[Data extracted from a collection]

####################

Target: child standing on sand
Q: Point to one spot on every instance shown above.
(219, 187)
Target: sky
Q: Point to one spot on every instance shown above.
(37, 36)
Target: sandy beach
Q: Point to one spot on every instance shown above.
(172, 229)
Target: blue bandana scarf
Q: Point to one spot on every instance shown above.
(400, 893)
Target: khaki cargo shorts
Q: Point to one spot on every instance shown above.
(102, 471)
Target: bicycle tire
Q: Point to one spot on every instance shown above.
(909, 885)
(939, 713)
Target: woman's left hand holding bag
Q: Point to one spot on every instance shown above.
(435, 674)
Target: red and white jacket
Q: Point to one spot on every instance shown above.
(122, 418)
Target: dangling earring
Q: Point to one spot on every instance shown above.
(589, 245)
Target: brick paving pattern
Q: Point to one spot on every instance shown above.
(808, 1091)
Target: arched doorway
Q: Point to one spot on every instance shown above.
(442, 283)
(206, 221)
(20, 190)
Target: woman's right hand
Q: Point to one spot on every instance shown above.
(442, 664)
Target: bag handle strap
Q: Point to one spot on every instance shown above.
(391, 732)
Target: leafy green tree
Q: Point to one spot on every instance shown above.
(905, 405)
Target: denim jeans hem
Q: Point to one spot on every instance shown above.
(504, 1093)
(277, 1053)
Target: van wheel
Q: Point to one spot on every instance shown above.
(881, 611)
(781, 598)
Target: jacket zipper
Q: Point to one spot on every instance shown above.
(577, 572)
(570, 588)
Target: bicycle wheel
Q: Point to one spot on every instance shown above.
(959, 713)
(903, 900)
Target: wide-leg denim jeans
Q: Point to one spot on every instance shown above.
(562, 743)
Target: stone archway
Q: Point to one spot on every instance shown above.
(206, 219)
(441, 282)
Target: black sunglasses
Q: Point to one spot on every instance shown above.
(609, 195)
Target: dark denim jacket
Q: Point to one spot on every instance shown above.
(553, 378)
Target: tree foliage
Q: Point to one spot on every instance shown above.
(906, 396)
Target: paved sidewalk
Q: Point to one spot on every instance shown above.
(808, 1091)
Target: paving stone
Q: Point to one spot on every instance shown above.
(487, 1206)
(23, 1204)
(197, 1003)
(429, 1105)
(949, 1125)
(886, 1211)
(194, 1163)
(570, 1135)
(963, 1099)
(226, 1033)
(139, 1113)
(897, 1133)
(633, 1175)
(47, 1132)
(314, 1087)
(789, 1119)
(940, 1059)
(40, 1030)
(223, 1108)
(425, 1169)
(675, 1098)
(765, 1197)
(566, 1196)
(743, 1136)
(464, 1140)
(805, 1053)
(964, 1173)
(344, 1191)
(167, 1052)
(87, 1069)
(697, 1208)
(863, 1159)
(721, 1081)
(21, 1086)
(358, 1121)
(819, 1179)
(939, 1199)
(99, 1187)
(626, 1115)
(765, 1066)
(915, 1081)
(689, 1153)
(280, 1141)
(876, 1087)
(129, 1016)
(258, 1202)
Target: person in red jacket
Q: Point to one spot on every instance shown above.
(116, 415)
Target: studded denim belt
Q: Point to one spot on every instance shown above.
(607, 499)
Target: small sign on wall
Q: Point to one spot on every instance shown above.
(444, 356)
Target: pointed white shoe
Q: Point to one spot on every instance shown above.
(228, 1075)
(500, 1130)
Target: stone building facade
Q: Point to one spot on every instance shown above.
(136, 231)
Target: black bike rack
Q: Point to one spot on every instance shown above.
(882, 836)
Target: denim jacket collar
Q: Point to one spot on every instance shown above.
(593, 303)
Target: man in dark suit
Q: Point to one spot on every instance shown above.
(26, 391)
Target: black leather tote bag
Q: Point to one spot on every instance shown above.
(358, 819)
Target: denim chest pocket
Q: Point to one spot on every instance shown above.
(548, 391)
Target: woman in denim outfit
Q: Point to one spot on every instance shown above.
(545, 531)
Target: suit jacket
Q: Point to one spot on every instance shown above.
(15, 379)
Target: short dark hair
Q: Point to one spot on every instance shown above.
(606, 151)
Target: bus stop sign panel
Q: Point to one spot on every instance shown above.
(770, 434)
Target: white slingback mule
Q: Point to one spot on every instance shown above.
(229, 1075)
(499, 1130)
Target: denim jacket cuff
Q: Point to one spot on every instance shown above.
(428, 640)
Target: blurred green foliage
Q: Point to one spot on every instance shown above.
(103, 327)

####################

Put the lines of the listing above into a JSON list of strings, one string per line, with blank lines omitted.

#### REPLY
[
  "Target: child standing on sand",
  "Q: Point to one spot on every instance shown above.",
  "(219, 187)",
  "Target: sky",
  "Q: Point to one spot on every instance shown above.",
  "(37, 36)",
  "Target: sandy beach",
  "Q: Point to one spot on every instance shown above.",
  "(172, 229)",
  "Target: blue bandana scarf",
  "Q: Point to one spot on every instance shown above.",
  "(400, 893)",
  "Target: khaki cargo shorts",
  "Q: Point to one spot on every instance shown above.",
  "(102, 471)",
  "Target: bicycle tire",
  "Q: Point to one spot on every instance shown above.",
  "(909, 885)",
  "(939, 713)",
  "Target: woman's left hand holding bag",
  "Q: Point to one spot on every instance shown above.",
  "(435, 674)",
  "Target: red and white jacket",
  "Q: Point to one spot on every instance shown above.",
  "(122, 418)",
  "Target: dangling earring",
  "Q: Point to one spot on every instance shown above.",
  "(589, 245)",
  "Target: brick paving pattern",
  "Q: Point to one spot on every instance shown above.",
  "(808, 1091)",
  "Target: arched doorway",
  "Q: Point to one spot on every instance shown above.",
  "(442, 283)",
  "(206, 221)",
  "(20, 190)",
  "Target: woman's right hand",
  "Q: Point to one spot on every instance shown above.",
  "(442, 664)",
  "Target: bag handle strap",
  "Q: Point to one spot on every instance shown above.",
  "(391, 732)",
  "Target: leafy green tree",
  "Q: Point to one spot on every instance shown above.",
  "(905, 405)",
  "Target: denim jeans hem",
  "Q: Point to one spot on every instance shown above.",
  "(504, 1093)",
  "(277, 1053)",
  "Target: van wheel",
  "Q: Point to one spot on every instance shown above.",
  "(881, 611)",
  "(781, 598)",
  "Target: jacket zipper",
  "Q: Point to one spot on every instance shown above.",
  "(577, 572)",
  "(570, 588)",
  "Target: bicycle wheel",
  "Q: Point to one spot on every instance shown above.",
  "(959, 713)",
  "(903, 900)",
  "Target: wide-leg denim jeans",
  "Q: Point to one spot on every instance shown above.",
  "(562, 743)",
  "Target: stone archway",
  "Q: Point to one spot on every instance shown above.",
  "(206, 219)",
  "(441, 282)",
  "Target: black sunglasses",
  "Q: Point to one spot on every instance shown above.",
  "(609, 195)",
  "Target: dark denim jacket",
  "Q: Point to one spot on every instance shown above.",
  "(553, 378)",
  "Target: tree foliage",
  "Q: Point to one spot on every instance shown above.",
  "(906, 396)",
  "Target: paved sidewalk",
  "Q: Point to one spot on every instance shown above.",
  "(808, 1091)",
  "Target: paving stone",
  "Q: Point to one spot on every instance shown above.",
  "(487, 1206)",
  "(23, 1204)",
  "(197, 1003)",
  "(429, 1105)",
  "(949, 1125)",
  "(886, 1211)",
  "(194, 1163)",
  "(570, 1135)",
  "(963, 1099)",
  "(226, 1033)",
  "(139, 1113)",
  "(897, 1133)",
  "(633, 1175)",
  "(47, 1132)",
  "(314, 1087)",
  "(789, 1119)",
  "(940, 1059)",
  "(40, 1030)",
  "(223, 1108)",
  "(425, 1169)",
  "(675, 1098)",
  "(765, 1197)",
  "(566, 1196)",
  "(743, 1136)",
  "(464, 1140)",
  "(805, 1053)",
  "(964, 1173)",
  "(344, 1191)",
  "(167, 1052)",
  "(87, 1069)",
  "(697, 1208)",
  "(863, 1159)",
  "(721, 1081)",
  "(21, 1086)",
  "(358, 1121)",
  "(819, 1179)",
  "(939, 1199)",
  "(99, 1187)",
  "(626, 1115)",
  "(765, 1066)",
  "(915, 1081)",
  "(689, 1153)",
  "(280, 1141)",
  "(876, 1087)",
  "(129, 1016)",
  "(258, 1202)",
  "Target: person in red jacket",
  "Q: Point to one spot on every instance shown above.",
  "(116, 415)",
  "Target: studded denim belt",
  "Q: Point to one spot on every instance shown above.",
  "(607, 499)",
  "Target: small sign on wall",
  "Q: Point to one spot on every instance shown above.",
  "(444, 356)",
  "Target: pointed white shoe",
  "Q: Point to one spot on every instance shown above.",
  "(228, 1075)",
  "(500, 1130)",
  "Target: stone building facade",
  "Q: Point to one spot on every instance shown above.",
  "(136, 231)",
  "Target: black bike rack",
  "Q: Point to one spot on every instance shown above.",
  "(882, 836)",
  "Target: denim jacket collar",
  "Q: Point to one spot on every instance shown above.",
  "(593, 303)",
  "Target: man in dark suit",
  "Q: Point to one spot on every instance shown above.",
  "(26, 391)",
  "Target: black leather tote bag",
  "Q: Point to one spot on every instance shown above.",
  "(358, 819)",
  "Target: denim chest pocket",
  "Q: Point to one spot on every instance shown above.",
  "(548, 391)",
  "Target: woman in denim outfit",
  "Q: Point to one spot on every instance shown above.",
  "(545, 531)",
  "Target: suit jacket",
  "Q: Point to one spot on every instance shown above.",
  "(15, 379)",
  "Target: short dark hair",
  "Q: Point to one spot on every instance shown above.",
  "(606, 151)",
  "Target: bus stop sign panel",
  "Q: Point to one spot on every instance shown above.",
  "(770, 434)",
  "Target: white slingback mule",
  "Q: Point to one spot on every instance shown above.",
  "(229, 1075)",
  "(499, 1130)",
  "Target: denim jacket cuff",
  "Q: Point to one spot on every instance shown above.",
  "(428, 640)",
  "Target: blurred green foliage",
  "Q: Point to one spot on every instance shown above.",
  "(103, 327)"
]